Passage choisi |
Trois antiques salles qui fleurent bon le cinéma d’antan, une sélection aussi intéressante qu’éclectique, un joyeux méli-mélo d’acteurs, de cinéastes et de cinéphiles, une convivialité sans bling-bling, mais aussi des réalisateurs absents, des horaires élastiques, du matériel inadéquat… Le festival d’Oran (Fofa), seul à être exclusivement dédié au cinéma arabe, a encore du chemin à faire pour concurrencer ceux de Carthage ou du Caire. Mais son identité s’affermit d’édition en édition et la foi de ses promoteurs reste intacte. Ce fut encore le cas du 15 au 22 décembre dernier.
La soirée de clôture a d’ailleurs été grandiose. Dans l’immense salle du Centre des conventions d’Oran, les organisateurs ont mis les grands moyens pour annoncer les lauréats de la 6e édition : tapis rouge, show lumières, orchestre philharmonique d’Algérie et chorale menés par le chef syrien Missak Baghboudarian, avec des œuvres très éclectiques (Dvorak, Maurice Jarre, Beethoven, Sid Ahmed Belli, Ennio Morricone, Ahmed Malek, Abderrahmane Aziz…). Et c’est devant une salle comble que le Wihr d’or (Lion d’or), d’une valeur de 50 000 dollars, a été remis au film égyptien Al khouroudj lil nahar (« Sortir le jour ») de Halla Lotfy.

Votre consigne | D'après le passage choisi sur le festival d'Oran, à quel film le Wihr d'or de la 6e édition a-t-il été remis ? Pas besoin de ce matériel pour répondre.

Matériel rassemblé |
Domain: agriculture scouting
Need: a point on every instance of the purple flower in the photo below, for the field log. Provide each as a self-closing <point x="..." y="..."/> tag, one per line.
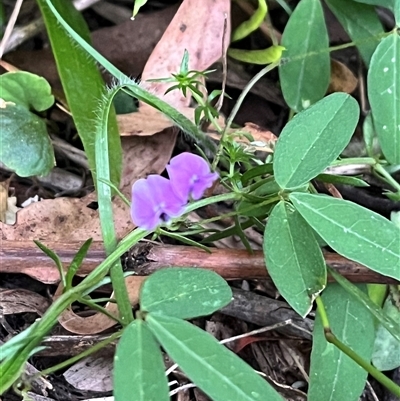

Bonne réponse | Au film égyptien Al khouroudj lil nahar (« Sortir le jour ») de Halla Lotfy.